_Tarefas do exercício_.
a – No trecho sobre a decisão ultra petita, que tipo de vício essa decisão contém?
b – Retome o trecho sobre a decisão ultra petita a partir da última frase apresentada.

:: Trecho apresentado

Os fatos ao darem suporte às pretensões podem, por um lado, constituir o direito do demandante ou, por outro, podem impedir, extinguir ou modificar esse mesmo direito. Ou seja, dos fundamentos de fato o juiz extrairá a consequência jurídica determinada pela norma aplicável ao caso concreto. Por isso, os fatos devem ser alegados e provados pelas partes. Caso o juiz, ao decidir, considere, além dos fatos alegados e provados, fatos outros provados nos autos, mas não suscitados pelas partes e não cognoscível de ofício, a decisão, assim proferida, é considerada ultra petita. Porquanto, se ao decidir, o juiz considera fatos, apesar de provados, não alegados pelas partes e não cognoscível de ofício, o magistrado estará ofendendo os princípios do contraditório e da ampla defesa.

A afronta aos princípios do contraditório e da ampla defesa é patente, pois o magistrado, ao decidir de determinada forma, apreciando fundamento de fato não suscitado por qualquer das partes, ou cognoscível de ofício, não deu oportunidade para que elas (partes) se manifestassem sobre tais fatos, com possibilidade de influenciar o convencimento do julgador.

Portanto, não bastam que os fatos estejam provados não autos, é necessário que os mesmos tenham sido alegados pelas partes ou que sejam cognoscíveis de ofício.

Com relação aos fatos que podem ser cognoscíveis de ofício pelo magistrado, cite-se, por exemplo: o art. 462 do CPC preceitua que "se, depois da propositura da ação, algum fato constitutivo, modificativo ou extintivo do direito influir no julgamento da lide, caberá ao juiz tomá-lo em consideração, de ofício ou a requerimento da parte, no momento de proferir a sentença". Nesse caso, se o magistrado tomar conhecimento de algum fato que implique em modificação do julgamento da lide, deverá levá-lo em consideração, independentemente da alegação das partes, isso sem constituir decisão ultra petita, pois o dever de conhecê-los decorre diretamente da lei, desde que os fatos estejam devidamente provados nos autos.

A decisão ultra petita contém vício de forma (error in procedendo) podendo ser anulada na parte que exceder a pretensão das partes.

::::
:: Dados registrados

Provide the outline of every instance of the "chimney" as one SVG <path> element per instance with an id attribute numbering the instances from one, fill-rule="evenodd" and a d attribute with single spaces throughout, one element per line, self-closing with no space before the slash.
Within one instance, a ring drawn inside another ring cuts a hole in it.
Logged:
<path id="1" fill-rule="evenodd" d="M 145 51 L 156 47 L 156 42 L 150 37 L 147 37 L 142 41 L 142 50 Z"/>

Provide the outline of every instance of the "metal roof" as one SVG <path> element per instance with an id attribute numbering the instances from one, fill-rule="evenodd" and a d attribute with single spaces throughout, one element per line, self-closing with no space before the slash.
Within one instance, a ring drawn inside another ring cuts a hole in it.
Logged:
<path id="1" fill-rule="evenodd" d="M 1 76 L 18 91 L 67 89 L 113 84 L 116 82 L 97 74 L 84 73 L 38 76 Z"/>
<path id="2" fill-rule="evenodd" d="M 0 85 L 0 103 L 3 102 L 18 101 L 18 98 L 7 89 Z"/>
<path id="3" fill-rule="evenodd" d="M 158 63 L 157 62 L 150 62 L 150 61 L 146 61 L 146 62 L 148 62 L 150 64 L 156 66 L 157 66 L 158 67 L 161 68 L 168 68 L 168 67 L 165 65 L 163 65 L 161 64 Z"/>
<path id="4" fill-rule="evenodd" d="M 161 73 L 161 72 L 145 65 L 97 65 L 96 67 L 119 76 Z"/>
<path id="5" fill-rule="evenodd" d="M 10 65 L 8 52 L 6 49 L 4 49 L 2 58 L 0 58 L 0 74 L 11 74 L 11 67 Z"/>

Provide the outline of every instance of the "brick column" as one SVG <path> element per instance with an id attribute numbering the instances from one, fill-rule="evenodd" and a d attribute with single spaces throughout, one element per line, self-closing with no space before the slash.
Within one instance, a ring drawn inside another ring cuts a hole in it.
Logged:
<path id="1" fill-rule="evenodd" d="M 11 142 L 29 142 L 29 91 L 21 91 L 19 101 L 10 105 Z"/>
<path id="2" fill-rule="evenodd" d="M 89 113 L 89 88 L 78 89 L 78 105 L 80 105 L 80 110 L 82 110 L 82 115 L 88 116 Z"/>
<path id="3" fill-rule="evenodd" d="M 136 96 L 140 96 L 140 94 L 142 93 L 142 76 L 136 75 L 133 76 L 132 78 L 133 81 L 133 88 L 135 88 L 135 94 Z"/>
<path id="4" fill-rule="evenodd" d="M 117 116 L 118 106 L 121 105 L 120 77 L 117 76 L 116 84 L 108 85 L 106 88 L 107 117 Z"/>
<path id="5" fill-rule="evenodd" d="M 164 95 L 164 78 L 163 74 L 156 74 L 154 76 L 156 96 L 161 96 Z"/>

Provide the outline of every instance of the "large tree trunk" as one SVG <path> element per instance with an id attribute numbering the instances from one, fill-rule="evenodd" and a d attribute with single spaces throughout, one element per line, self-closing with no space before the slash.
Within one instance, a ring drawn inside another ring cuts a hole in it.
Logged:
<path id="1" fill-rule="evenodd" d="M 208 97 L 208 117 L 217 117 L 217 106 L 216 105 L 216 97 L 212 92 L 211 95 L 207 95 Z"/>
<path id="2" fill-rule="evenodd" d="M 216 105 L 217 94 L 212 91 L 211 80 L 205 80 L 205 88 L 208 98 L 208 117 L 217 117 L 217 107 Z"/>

::::

_Gabarito_.
a – Vício de forma (error in procedendo).

b –
Marcus Vinícius Rios Gonçalves corrobora esse entendimento:

Se houver apelação da sentença ultra petita, basta ao tribunal que a reduza aos limites do pedido. Depois do trânsito em julgado, caberá ação rescisória, que não rescindirá integralmente a sentença, mas afastará aquilo que ultrapassar os limites do pedido. [79]

Nesse caso, basta que o tribunal, tanto em grau recursal como em ação rescisória, anule a parte que excedeu a pretensão demandante. Desnecessária, portanto, a anulação de toda a decisão, pois parte do pedido não contém vício gerador da nulidade.

Por outro lado, a decisão que, além de analisar os fundamentos de fato suscitados pelas partes, analisa outro fundamento de fato não alegado por quaisquer delas e que não seja cognoscível de ofício pelo juiz, poderá ser anulada, caso se demonstre efetivo prejuízo às partes. Entende-se por efetivo prejuízo no caso de se considerar fundamento de fato não suscitado pelas partes e não cognoscível de ofício, desde que esse fundamento seja o alicerce da decisão judicial, caso contrário, não haverá qualquer prejuízo, pois a decisão poderá ser sustentada por fundamento de fato alegado pelas partes ou cognoscível de ofício.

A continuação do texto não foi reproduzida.